__Problem statement__
Convert the data below into a numbered list with no blank lines, covering every line, and omit the pictures from your answer.

__Extracted records__

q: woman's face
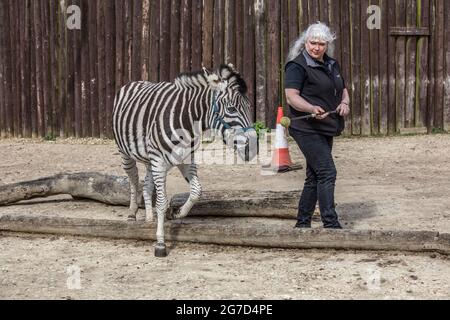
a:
[306,39,328,60]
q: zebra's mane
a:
[174,64,247,94]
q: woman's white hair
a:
[287,21,336,62]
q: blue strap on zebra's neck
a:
[212,90,255,132]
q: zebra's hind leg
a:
[122,154,140,221]
[144,165,155,222]
[173,164,202,219]
[152,164,169,257]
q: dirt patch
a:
[0,135,450,299]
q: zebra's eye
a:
[227,107,237,113]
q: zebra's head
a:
[204,64,258,161]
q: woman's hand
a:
[311,106,330,120]
[336,103,350,117]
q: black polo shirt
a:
[285,50,345,136]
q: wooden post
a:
[105,0,116,138]
[149,0,161,82]
[349,0,363,135]
[255,0,268,121]
[141,0,150,81]
[378,0,391,135]
[369,0,380,135]
[170,0,181,81]
[212,0,223,67]
[243,0,256,117]
[191,0,203,70]
[266,1,281,128]
[340,0,356,135]
[415,0,431,127]
[357,0,372,136]
[159,0,171,81]
[202,0,213,70]
[224,0,236,65]
[405,1,418,128]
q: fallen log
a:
[0,172,299,219]
[0,215,450,255]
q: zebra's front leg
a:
[152,165,169,257]
[122,154,140,221]
[144,165,155,222]
[173,164,202,219]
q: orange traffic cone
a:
[263,106,292,172]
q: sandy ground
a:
[0,135,450,299]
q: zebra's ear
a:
[206,73,227,91]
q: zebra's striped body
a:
[113,66,256,256]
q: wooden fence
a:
[0,0,450,137]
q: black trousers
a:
[289,129,340,228]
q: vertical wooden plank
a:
[141,0,150,81]
[191,0,202,70]
[88,0,98,137]
[395,0,406,132]
[79,0,92,137]
[70,1,82,138]
[242,0,255,117]
[18,1,31,137]
[443,1,450,132]
[405,1,417,128]
[96,1,105,138]
[123,0,132,83]
[266,1,281,128]
[350,0,363,135]
[180,0,192,72]
[317,0,334,25]
[224,0,236,65]
[328,0,342,64]
[0,1,8,138]
[308,0,320,24]
[149,0,161,82]
[358,0,372,136]
[432,1,445,129]
[41,2,53,138]
[159,0,171,81]
[202,0,214,68]
[255,0,267,121]
[13,1,22,137]
[236,1,245,72]
[114,0,124,92]
[386,1,397,134]
[298,0,310,33]
[340,0,357,135]
[169,0,181,81]
[105,0,116,138]
[288,0,300,46]
[415,0,430,127]
[378,0,392,135]
[366,0,381,135]
[49,1,60,137]
[131,0,142,81]
[280,1,290,62]
[426,0,436,133]
[213,0,223,67]
[34,1,45,137]
[56,2,67,137]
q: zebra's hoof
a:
[155,243,167,258]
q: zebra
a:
[113,64,257,257]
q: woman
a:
[285,22,350,229]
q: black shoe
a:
[294,221,311,229]
[324,223,342,229]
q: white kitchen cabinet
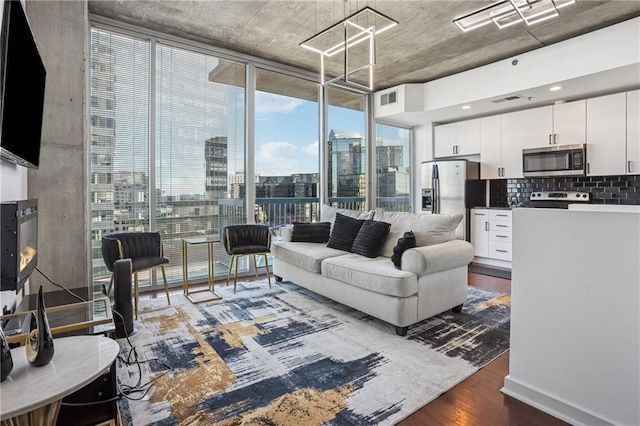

__Finished answer__
1. q: woman's face
2. a:
3. [306,39,328,60]
4. q: zebra's mane
5. a:
6. [174,64,247,94]
7. q: woman's white hair
8. a:
9. [287,21,336,62]
10. q: blue strap on zebra's neck
11. a:
12. [212,90,255,132]
13. q: zebra's hind leg
14. a:
15. [122,154,140,221]
16. [144,165,155,222]
17. [173,164,202,219]
18. [152,164,169,257]
19. q: dirt patch
20. a:
21. [0,135,450,299]
22. q: zebra's eye
23. a:
24. [227,107,237,113]
25. q: zebra's head
26. a:
27. [204,64,258,161]
28. q: woman's hand
29. a:
30. [311,106,330,120]
31. [336,103,350,117]
32. q: black polo shirt
33. a:
34. [285,50,345,136]
35. q: wooden post
36. a:
37. [105,0,116,138]
38. [149,0,161,82]
39. [349,0,363,135]
40. [255,0,268,121]
41. [141,0,150,81]
42. [378,0,391,135]
43. [369,0,380,135]
44. [170,0,181,81]
45. [212,0,223,67]
46. [243,0,256,117]
47. [191,0,203,70]
48. [266,1,281,128]
49. [340,0,356,135]
50. [415,0,431,127]
51. [357,0,372,136]
52. [159,0,171,81]
53. [202,0,213,70]
54. [224,0,236,65]
55. [405,1,418,128]
56. q: fallen log
57. a:
58. [0,172,299,219]
59. [0,215,450,255]
60. q: zebra's front leg
61. a:
62. [152,165,169,257]
63. [122,154,140,221]
64. [144,165,155,222]
65. [173,164,202,219]
66. q: orange traffic cone
67. a:
68. [263,106,292,172]
69. q: sandy ground
70. a:
71. [0,135,450,299]
72. q: zebra's ear
73. a:
74. [206,73,227,91]
75. q: zebra's striped body
76. a:
77. [113,66,256,256]
78. q: wooden fence
79. a:
80. [0,0,450,137]
81. q: black trousers
82. a:
83. [289,129,340,228]
84. q: vertical wooden plank
85. a:
86. [141,0,150,81]
87. [191,0,202,70]
88. [88,0,98,137]
89. [395,0,406,132]
90. [79,0,92,137]
91. [70,1,82,138]
92. [242,0,255,117]
93. [18,1,31,137]
94. [443,1,450,132]
95. [405,1,417,128]
96. [96,1,105,138]
97. [123,0,132,83]
98. [266,1,281,128]
99. [350,0,363,135]
100. [180,0,192,72]
101. [317,0,334,25]
102. [224,0,236,65]
103. [328,0,342,64]
104. [0,1,8,138]
105. [308,0,320,24]
106. [149,0,161,82]
107. [358,0,372,136]
108. [432,1,445,129]
109. [41,2,53,138]
110. [159,0,171,81]
111. [202,0,214,68]
112. [255,0,267,121]
113. [13,1,22,137]
114. [236,1,245,72]
115. [114,0,124,92]
116. [386,1,397,134]
117. [298,0,310,33]
118. [340,0,357,135]
119. [169,0,181,81]
120. [105,0,116,138]
121. [288,0,300,46]
122. [415,0,430,127]
123. [378,0,392,135]
124. [366,0,381,135]
125. [49,1,60,137]
126. [131,0,142,81]
127. [280,1,290,62]
128. [426,0,436,133]
129. [213,0,223,67]
130. [34,1,45,137]
131. [56,2,67,137]
132. q: zebra's hoof
133. a:
134. [155,243,167,258]
135. q: zebra
136. a:
137. [113,64,257,257]
138. q: woman
139. a:
140. [285,22,350,229]
141. q: black shoe
142. a:
143. [294,221,311,229]
144. [324,223,342,229]
145. q: white kitchen cabinet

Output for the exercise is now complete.